• **WHAT THIS TASK INVOLVES**:
Copy each line containing the word "below" from the records that follow, please.

• **MATERIAL FOR THE TASK**:
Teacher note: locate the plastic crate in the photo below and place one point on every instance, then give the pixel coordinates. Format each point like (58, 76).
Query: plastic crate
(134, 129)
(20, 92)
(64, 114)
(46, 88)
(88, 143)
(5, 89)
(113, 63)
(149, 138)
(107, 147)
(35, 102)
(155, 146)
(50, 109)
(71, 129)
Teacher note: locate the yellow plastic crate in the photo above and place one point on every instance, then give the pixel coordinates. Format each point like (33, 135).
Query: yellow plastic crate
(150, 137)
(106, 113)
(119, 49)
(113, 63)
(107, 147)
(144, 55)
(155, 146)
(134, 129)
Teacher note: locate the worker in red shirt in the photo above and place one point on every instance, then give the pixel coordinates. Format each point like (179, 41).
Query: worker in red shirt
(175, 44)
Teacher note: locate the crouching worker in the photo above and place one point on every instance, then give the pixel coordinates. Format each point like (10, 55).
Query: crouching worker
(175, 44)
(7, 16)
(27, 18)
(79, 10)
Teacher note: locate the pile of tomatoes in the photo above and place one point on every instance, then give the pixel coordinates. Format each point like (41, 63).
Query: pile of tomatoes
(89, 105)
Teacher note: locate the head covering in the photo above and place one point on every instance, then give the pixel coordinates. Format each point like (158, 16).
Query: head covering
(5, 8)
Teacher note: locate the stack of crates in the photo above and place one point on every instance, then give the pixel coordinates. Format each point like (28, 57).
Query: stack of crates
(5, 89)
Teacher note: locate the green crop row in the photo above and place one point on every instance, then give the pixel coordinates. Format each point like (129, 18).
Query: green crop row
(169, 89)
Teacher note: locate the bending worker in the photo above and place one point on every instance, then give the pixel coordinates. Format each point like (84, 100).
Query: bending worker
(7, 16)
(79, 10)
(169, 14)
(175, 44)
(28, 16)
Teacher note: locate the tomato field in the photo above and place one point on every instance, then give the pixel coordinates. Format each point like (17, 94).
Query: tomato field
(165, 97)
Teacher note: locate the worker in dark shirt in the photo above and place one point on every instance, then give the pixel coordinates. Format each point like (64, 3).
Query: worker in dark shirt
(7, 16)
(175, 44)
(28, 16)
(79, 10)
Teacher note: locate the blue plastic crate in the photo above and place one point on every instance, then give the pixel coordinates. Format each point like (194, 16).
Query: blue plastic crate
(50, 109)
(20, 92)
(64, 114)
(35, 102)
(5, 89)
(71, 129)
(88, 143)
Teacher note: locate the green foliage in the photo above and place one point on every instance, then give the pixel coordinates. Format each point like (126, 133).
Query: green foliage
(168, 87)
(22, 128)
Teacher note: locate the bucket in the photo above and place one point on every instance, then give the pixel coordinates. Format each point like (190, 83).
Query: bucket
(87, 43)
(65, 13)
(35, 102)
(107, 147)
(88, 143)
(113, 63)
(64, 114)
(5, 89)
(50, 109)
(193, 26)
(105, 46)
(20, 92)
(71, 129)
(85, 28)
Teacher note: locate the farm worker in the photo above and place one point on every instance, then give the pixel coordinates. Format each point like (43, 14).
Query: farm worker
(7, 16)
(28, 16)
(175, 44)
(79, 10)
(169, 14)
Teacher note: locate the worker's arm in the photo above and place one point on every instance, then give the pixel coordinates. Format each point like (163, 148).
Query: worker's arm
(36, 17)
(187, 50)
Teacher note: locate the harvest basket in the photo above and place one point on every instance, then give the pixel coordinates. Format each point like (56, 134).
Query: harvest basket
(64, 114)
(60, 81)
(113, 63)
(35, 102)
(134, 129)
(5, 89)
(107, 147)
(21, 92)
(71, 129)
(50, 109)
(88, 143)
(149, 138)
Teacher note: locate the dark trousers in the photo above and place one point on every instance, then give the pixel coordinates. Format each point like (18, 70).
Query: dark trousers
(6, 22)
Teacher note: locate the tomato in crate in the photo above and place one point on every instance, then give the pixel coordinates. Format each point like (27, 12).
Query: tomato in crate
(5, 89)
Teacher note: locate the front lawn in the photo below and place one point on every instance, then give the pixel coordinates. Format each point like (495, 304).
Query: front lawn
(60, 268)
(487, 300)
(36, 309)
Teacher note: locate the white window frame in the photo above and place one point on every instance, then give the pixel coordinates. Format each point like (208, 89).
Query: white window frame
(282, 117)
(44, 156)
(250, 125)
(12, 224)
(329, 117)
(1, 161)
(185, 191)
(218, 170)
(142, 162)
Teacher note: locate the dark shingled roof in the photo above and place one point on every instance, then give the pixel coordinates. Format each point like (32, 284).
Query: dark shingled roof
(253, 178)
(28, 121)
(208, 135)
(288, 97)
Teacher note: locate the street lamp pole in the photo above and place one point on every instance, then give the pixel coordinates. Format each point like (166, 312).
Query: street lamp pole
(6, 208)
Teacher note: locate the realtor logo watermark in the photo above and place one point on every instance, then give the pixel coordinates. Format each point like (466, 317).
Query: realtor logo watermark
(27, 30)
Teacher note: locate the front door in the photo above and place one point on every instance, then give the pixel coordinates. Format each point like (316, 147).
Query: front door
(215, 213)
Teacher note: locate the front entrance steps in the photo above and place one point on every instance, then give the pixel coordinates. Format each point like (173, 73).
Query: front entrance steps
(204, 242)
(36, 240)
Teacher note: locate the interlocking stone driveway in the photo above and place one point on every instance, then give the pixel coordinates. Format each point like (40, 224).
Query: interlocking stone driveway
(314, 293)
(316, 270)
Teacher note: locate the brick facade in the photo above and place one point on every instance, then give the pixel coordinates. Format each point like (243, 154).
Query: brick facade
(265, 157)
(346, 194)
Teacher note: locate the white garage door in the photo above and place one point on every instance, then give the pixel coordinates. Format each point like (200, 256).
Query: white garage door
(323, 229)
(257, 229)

• **ANSWER BOX**:
Teacher note: locate the plastic crate in the photo below and place one point on every instance, then give the pixel coordinates. Format each point like (58, 76).
Teacher note: locate the front lawn in the photo below and place one point on every instance, then give the pixel coordinates. Format each point like (495, 304).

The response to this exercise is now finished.